-- START --
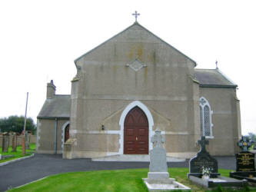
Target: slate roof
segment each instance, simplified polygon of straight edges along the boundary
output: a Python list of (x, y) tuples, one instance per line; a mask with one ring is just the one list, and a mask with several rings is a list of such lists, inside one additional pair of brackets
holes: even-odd
[(218, 69), (195, 68), (194, 74), (201, 87), (238, 87)]
[(46, 99), (38, 118), (65, 118), (70, 117), (71, 98), (69, 94), (55, 94)]

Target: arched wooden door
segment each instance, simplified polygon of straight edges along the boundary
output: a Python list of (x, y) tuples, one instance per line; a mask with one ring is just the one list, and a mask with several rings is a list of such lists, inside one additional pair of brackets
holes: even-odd
[(65, 128), (64, 143), (66, 142), (68, 138), (69, 138), (69, 124), (68, 124), (67, 127)]
[(140, 108), (135, 107), (127, 114), (124, 137), (125, 154), (148, 154), (148, 121)]

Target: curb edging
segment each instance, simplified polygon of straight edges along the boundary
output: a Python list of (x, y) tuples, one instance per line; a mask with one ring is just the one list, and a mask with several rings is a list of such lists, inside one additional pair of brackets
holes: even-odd
[(14, 160), (11, 160), (11, 161), (6, 161), (6, 162), (0, 163), (0, 166), (15, 163), (16, 161), (22, 161), (22, 160), (24, 160), (24, 159), (30, 158), (30, 157), (34, 157), (34, 155), (35, 155), (35, 154), (32, 154), (29, 156), (26, 156), (26, 157), (21, 157), (21, 158), (18, 158), (18, 159), (14, 159)]

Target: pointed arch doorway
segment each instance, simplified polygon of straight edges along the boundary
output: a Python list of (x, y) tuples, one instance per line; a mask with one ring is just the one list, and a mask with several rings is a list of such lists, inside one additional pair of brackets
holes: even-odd
[(148, 121), (138, 106), (131, 109), (125, 119), (124, 154), (148, 154)]

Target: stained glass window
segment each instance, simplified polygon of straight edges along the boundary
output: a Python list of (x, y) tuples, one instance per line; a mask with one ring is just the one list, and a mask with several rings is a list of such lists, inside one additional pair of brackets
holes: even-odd
[(205, 137), (212, 137), (211, 111), (209, 102), (204, 98), (201, 98), (199, 104), (201, 134)]

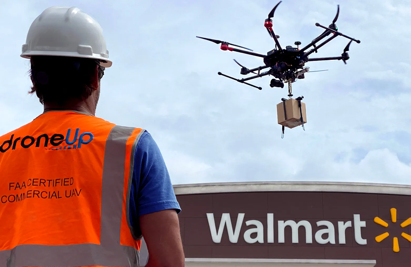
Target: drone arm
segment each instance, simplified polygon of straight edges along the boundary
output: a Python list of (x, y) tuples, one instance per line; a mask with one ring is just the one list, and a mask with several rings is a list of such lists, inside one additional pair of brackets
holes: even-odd
[(325, 37), (328, 36), (329, 32), (327, 32), (327, 31), (324, 32), (321, 35), (320, 35), (317, 38), (313, 40), (312, 41), (311, 43), (310, 43), (309, 44), (307, 44), (307, 45), (305, 46), (303, 48), (300, 49), (300, 51), (301, 51), (301, 52), (304, 52), (305, 50), (308, 49), (310, 46), (314, 45), (316, 43), (318, 43), (320, 40), (322, 40)]
[(361, 41), (360, 41), (359, 40), (356, 40), (356, 39), (354, 39), (354, 38), (351, 38), (349, 36), (347, 36), (345, 35), (343, 35), (342, 33), (341, 33), (341, 32), (338, 32), (338, 31), (337, 31), (336, 30), (332, 30), (332, 29), (330, 29), (330, 28), (327, 28), (325, 26), (323, 26), (322, 25), (321, 25), (320, 23), (318, 23), (318, 22), (317, 23), (315, 23), (315, 25), (317, 26), (318, 27), (321, 27), (321, 28), (323, 28), (325, 29), (326, 30), (328, 30), (330, 31), (331, 32), (333, 32), (336, 35), (341, 35), (342, 36), (345, 37), (346, 38), (349, 39), (350, 40), (352, 40), (356, 42), (358, 44), (359, 44), (361, 42)]
[(319, 61), (320, 60), (340, 60), (344, 58), (342, 57), (330, 57), (328, 58), (309, 58), (309, 61)]
[(236, 48), (234, 48), (233, 47), (229, 47), (229, 50), (230, 51), (233, 51), (234, 52), (238, 52), (240, 53), (243, 53), (244, 54), (247, 54), (248, 55), (255, 55), (256, 57), (260, 57), (261, 58), (266, 58), (267, 56), (265, 55), (263, 55), (262, 54), (259, 54), (258, 53), (255, 53), (254, 52), (250, 52), (249, 51), (247, 51), (245, 50), (242, 50), (241, 49), (237, 49)]
[(277, 45), (277, 47), (278, 48), (279, 50), (282, 50), (282, 49), (281, 48), (281, 46), (280, 45), (280, 43), (278, 41), (278, 39), (277, 39), (277, 37), (275, 36), (275, 34), (274, 33), (274, 31), (272, 30), (272, 28), (270, 27), (269, 28), (267, 28), (268, 29), (268, 31), (270, 32), (270, 35), (272, 37), (272, 39), (274, 39), (274, 41), (275, 42), (275, 44)]
[(305, 57), (308, 56), (309, 55), (311, 55), (311, 54), (312, 54), (312, 53), (314, 53), (314, 52), (318, 50), (319, 49), (320, 47), (322, 47), (323, 46), (326, 44), (327, 44), (330, 41), (335, 38), (336, 37), (337, 37), (338, 36), (338, 35), (333, 35), (332, 36), (329, 38), (328, 39), (326, 40), (317, 46), (315, 48), (312, 49), (308, 52), (306, 53), (305, 54), (304, 54), (303, 56)]
[(261, 69), (266, 69), (267, 68), (269, 68), (269, 66), (267, 66), (266, 65), (265, 66), (263, 66), (261, 67), (259, 67), (258, 68), (255, 68), (254, 69), (249, 69), (246, 72), (249, 73), (253, 72), (253, 71), (256, 71), (259, 70), (261, 70)]
[[(266, 76), (267, 75), (269, 75), (270, 74), (270, 71), (267, 71), (266, 72), (263, 72), (263, 73), (258, 74), (257, 75), (255, 75), (255, 76), (252, 76), (251, 77), (249, 77), (248, 78), (245, 78), (245, 79), (241, 79), (241, 80), (240, 80), (239, 81), (249, 81), (250, 80), (252, 80), (252, 79), (255, 79), (256, 78), (258, 78), (260, 77), (263, 77), (263, 76)], [(240, 81), (240, 83), (241, 82), (242, 82)]]
[(245, 83), (245, 84), (247, 85), (249, 85), (250, 86), (252, 86), (253, 87), (255, 87), (255, 88), (256, 88), (257, 89), (259, 89), (259, 90), (261, 90), (262, 89), (263, 89), (261, 87), (259, 87), (258, 86), (256, 86), (255, 85), (252, 85), (251, 83), (246, 83), (246, 82), (245, 82), (243, 81), (243, 80), (244, 80), (244, 79), (242, 79), (241, 80), (239, 80), (238, 79), (236, 79), (236, 78), (233, 78), (233, 77), (231, 77), (230, 76), (229, 76), (228, 75), (225, 75), (224, 74), (223, 74), (222, 73), (221, 73), (221, 72), (218, 72), (218, 74), (219, 75), (222, 75), (222, 76), (224, 76), (224, 77), (226, 77), (228, 78), (229, 78), (231, 79), (232, 80), (234, 80), (234, 81), (237, 81), (239, 83)]

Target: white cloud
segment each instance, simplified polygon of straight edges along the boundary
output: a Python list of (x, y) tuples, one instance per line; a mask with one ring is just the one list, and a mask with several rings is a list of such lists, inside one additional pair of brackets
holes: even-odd
[[(264, 53), (274, 47), (264, 20), (275, 2), (61, 0), (100, 22), (113, 60), (102, 81), (97, 115), (146, 129), (159, 144), (174, 183), (252, 180), (332, 180), (409, 184), (411, 162), (411, 5), (404, 1), (341, 1), (337, 24), (358, 38), (351, 58), (312, 62), (293, 84), (303, 95), (308, 122), (281, 138), (275, 105), (286, 88), (270, 78), (259, 91), (217, 75), (238, 78), (237, 59), (249, 68), (259, 58), (223, 51), (196, 35)], [(27, 95), (27, 60), (19, 55), (32, 20), (53, 1), (8, 1), (0, 9), (0, 134), (41, 112)], [(337, 3), (283, 2), (274, 30), (282, 45), (303, 45), (328, 25)], [(10, 22), (13, 22), (12, 23)], [(6, 40), (5, 41), (4, 40)], [(336, 56), (349, 40), (339, 37), (312, 57)]]

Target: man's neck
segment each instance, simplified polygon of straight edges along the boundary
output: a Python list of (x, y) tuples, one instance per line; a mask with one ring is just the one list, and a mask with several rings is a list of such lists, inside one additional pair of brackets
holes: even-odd
[(44, 112), (52, 110), (74, 110), (95, 116), (95, 109), (83, 101), (76, 103), (69, 103), (62, 106), (56, 103), (45, 103), (43, 106)]

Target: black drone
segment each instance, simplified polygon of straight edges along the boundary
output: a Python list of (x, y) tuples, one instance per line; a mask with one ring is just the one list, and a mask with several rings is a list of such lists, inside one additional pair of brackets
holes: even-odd
[[(274, 16), (274, 12), (275, 11), (275, 9), (278, 6), (278, 5), (282, 2), (282, 1), (280, 1), (275, 5), (275, 6), (274, 7), (272, 10), (268, 14), (268, 18), (266, 19), (265, 22), (264, 23), (264, 27), (267, 29), (268, 33), (270, 34), (270, 35), (272, 37), (272, 39), (274, 39), (274, 41), (275, 42), (275, 48), (268, 51), (267, 53), (267, 55), (250, 52), (249, 51), (252, 51), (252, 50), (243, 46), (240, 46), (231, 44), (228, 42), (210, 39), (199, 36), (196, 37), (199, 38), (210, 41), (217, 44), (221, 44), (221, 46), (220, 46), (220, 48), (222, 50), (229, 50), (230, 51), (238, 52), (252, 55), (260, 57), (264, 59), (264, 66), (260, 66), (258, 68), (251, 69), (247, 69), (237, 62), (237, 60), (234, 60), (234, 61), (241, 67), (241, 69), (240, 72), (240, 74), (246, 75), (252, 73), (256, 74), (252, 77), (240, 79), (230, 77), (221, 72), (219, 72), (218, 75), (222, 75), (224, 77), (232, 79), (242, 83), (245, 83), (247, 85), (257, 88), (260, 90), (262, 89), (261, 87), (259, 87), (248, 83), (246, 83), (246, 81), (263, 76), (272, 75), (276, 78), (276, 79), (272, 79), (271, 80), (270, 86), (272, 87), (280, 87), (283, 88), (284, 87), (283, 82), (288, 82), (288, 96), (291, 97), (293, 96), (291, 93), (291, 83), (296, 81), (297, 79), (304, 79), (305, 78), (304, 74), (308, 72), (309, 70), (309, 68), (308, 67), (303, 67), (306, 62), (308, 61), (337, 60), (342, 60), (344, 64), (347, 64), (346, 61), (350, 58), (347, 51), (349, 51), (350, 45), (351, 44), (351, 42), (353, 41), (359, 44), (360, 41), (359, 40), (356, 40), (338, 31), (338, 29), (335, 25), (335, 22), (337, 21), (337, 20), (338, 18), (338, 15), (339, 14), (339, 5), (337, 5), (337, 14), (335, 15), (334, 19), (332, 20), (332, 23), (330, 25), (328, 28), (323, 26), (318, 23), (315, 23), (316, 26), (325, 29), (324, 32), (320, 35), (319, 36), (313, 40), (312, 41), (300, 49), (298, 48), (299, 46), (301, 44), (301, 42), (300, 41), (296, 41), (294, 43), (295, 45), (297, 46), (296, 48), (293, 47), (291, 46), (287, 46), (285, 47), (285, 49), (283, 49), (282, 48), (281, 46), (278, 41), (278, 39), (279, 38), (279, 36), (275, 35), (274, 31), (272, 30), (272, 20), (271, 19)], [(316, 45), (316, 43), (318, 43), (320, 40), (328, 36), (331, 33), (332, 34), (332, 36), (330, 37), (318, 45)], [(341, 54), (341, 56), (328, 58), (308, 58), (309, 55), (314, 52), (316, 53), (317, 51), (320, 47), (339, 35), (343, 36), (351, 40), (345, 47), (345, 48), (344, 48), (344, 52)], [(229, 46), (229, 45), (240, 47), (249, 51), (230, 47)], [(313, 46), (313, 48), (310, 49), (309, 51), (306, 52), (311, 46)], [(267, 68), (270, 68), (270, 70), (268, 71), (265, 72), (261, 72), (262, 69)], [(257, 71), (257, 72), (256, 72), (256, 71)]]

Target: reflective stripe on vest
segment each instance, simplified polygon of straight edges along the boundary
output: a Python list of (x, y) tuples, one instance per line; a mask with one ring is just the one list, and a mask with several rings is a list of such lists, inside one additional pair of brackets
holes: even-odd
-- END --
Can you express the entries starting at the line with "Target: pointed arch doorway" and ending at the line with "154), (148, 154)]" as a two-column CSV, one row per entry, with the columns "entry_text" and "answer"? Quote each field and replace line breaks with spaces.

Full output:
entry_text,answer
"Target: pointed arch doorway segment each instance, simplified polygon of straight edges along the boundary output: a Python list of (x, y) tuples, one instance per line; a mask with one ring is just the one list, and a mask with several rings is a list of such lists, inside one additional pair of brackets holes: even-odd","[(148, 121), (138, 106), (131, 109), (125, 119), (124, 154), (148, 154)]"